**Reading passage:**
---*---

We know from Dimbleby why Charles married her - I quoted these parts before. of course you can claim that Charles did not mean the things he wrote into his diary and in letters to friends, that he had in truth much more sinister reasons, but where are the sources for this?

Charles approved a book in which the author stated that Charles was very much intrigued by Diana, that he had an intensity of feelings and that he thought he could come to really love her. He didn't want to listen to warnings by friends who tried to tell him that Diana was more in love with his position than with him. He explained to Diana pre-wedding that Camilla Parker Bowles had been one of his most intimate friends but that "now that he was engaged to be married there was, and there would be, no other woman in his life."

Diana didn't believe him, obviously. Charles' then secretary Michael Colbrone recalled that "it became clear that his employer's fianceť was exceptionally interetsed in the Prince's previous relationships and, in particular, his friendship with Mrs. Parker Bowles."

So for me it is clear that Diana entered her marriage with a clear distrust of the man she was going to marry even though she claimed she loved him. For me, this is not love. IMHO she wanted to become the Princess of Wales and to own the Prince. Sorry, but for me this is the worst nightmare for any man. Because he had been tried and judged for things that happened before Diana was a part of his life. And it's absolutely clear that with tantrums and open distrust you don't get to build a stable, loving and caring relationship.

But you're right: if Charles had been more interested in Diana and Diana's problems, he would never have married her because he would have recognized the potential for utmost damage she brought with her. But he saw Diana as possessing an "easy and open manner, warmth and enthusiasm for rural life", he thought she was "lovable and warm-hearted". To quote Dimbleby: "In the autumn of 1980, the Prince invited Diana Spencer to join a house party at Balmoral. Again she reinforced the initial impression that she had made on his friends. She was so obviously happy and he seemed so attracted to her that his friends warmed to a prospective love match."

But how can she appear in autumn of 1980 at a houseparty to be open and warm when a short time later she started to be mistrusting, started to cry, became eating disorders. Dimbleby: "Having known only the "jolly" girl who had enlivened Balmoral six months earlier, he had been baffled to discover her sudden shifts in mood - her "other side" as he referred to it ( in an interview with Dimbleby.)

That was not Charles' doing, that was a psychological issue she brought with her to the marriage. Sure, the difficult situation in which she found herself had been a trigger, but other girls have managed the transformation from commoner to princess much better and without the help of a background of the nobility and a sister who had been married to a senior courtier. It all went to fast with them and when they realised it, it was too late.

But to blame Charles and him alone is making the things too easy. Diana wasn't the first Royal to suffer from depressions and she could have gotten professional help to find a way to fit in with her situation. But, as someone said: she had "backbone" and was not willing to lie in the bed she had made herself and to work to make this bed more comfortable and acceptable for herself.

And something else: could you please equally willing to name sources for statements like "Camilla handpicked Diana" and to offer sources for quotes which, if they are reliable, really can point to certain character traits but if they are only invented, help nothing on assessing what might have happened in reality. Because this discussion is not about fantasies of beautiful princesses and ugly princes, but about real people who have been part of history.

---*---

**Data provided:**
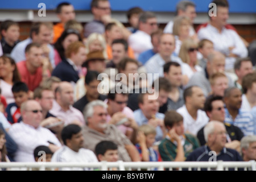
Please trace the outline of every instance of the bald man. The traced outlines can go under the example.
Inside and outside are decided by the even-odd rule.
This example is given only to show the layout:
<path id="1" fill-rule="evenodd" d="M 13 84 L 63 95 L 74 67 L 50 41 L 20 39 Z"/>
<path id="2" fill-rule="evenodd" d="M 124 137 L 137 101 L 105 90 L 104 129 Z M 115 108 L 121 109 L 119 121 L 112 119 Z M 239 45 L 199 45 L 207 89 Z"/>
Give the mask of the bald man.
<path id="1" fill-rule="evenodd" d="M 73 107 L 74 90 L 72 85 L 67 81 L 62 81 L 55 89 L 55 100 L 49 113 L 62 119 L 64 125 L 76 123 L 81 126 L 85 125 L 82 113 Z"/>
<path id="2" fill-rule="evenodd" d="M 49 130 L 40 126 L 42 109 L 35 100 L 28 100 L 20 107 L 22 121 L 13 125 L 9 133 L 18 145 L 14 154 L 15 162 L 35 162 L 34 150 L 38 146 L 48 146 L 52 152 L 61 144 L 56 136 Z"/>
<path id="3" fill-rule="evenodd" d="M 208 96 L 212 92 L 209 78 L 214 73 L 218 72 L 225 73 L 225 57 L 221 52 L 214 51 L 208 56 L 208 61 L 206 68 L 201 72 L 197 72 L 193 75 L 187 85 L 187 87 L 197 85 L 200 87 L 205 97 Z M 234 86 L 234 82 L 229 75 L 226 74 L 228 79 L 229 86 Z"/>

---*---

**Aim of the exercise:**
Copy the passage on Charles and Diana from "But how can" up to and including "was too late.", putting "gathering" in place of "houseparty".

**Finished answer:**
But how can she appear in autumn of 1980 at a gathering to be open and warm when a short time later she started to be mistrusting, started to cry, became eating disorders. Dimbleby: "Having known only the "jolly" girl who had enlivened Balmoral six months earlier, he had been baffled to discover her sudden shifts in mood - her "other side" as he referred to it ( in an interview with Dimbleby.)

That was not Charles' doing, that was a psychological issue she brought with her to the marriage. Sure, the difficult situation in which she found herself had been a trigger, but other girls have managed the transformation from commoner to princess much better and without the help of a background of the nobility and a sister who had been married to a senior courtier. It all went to fast with them and when they realised it, it was too late.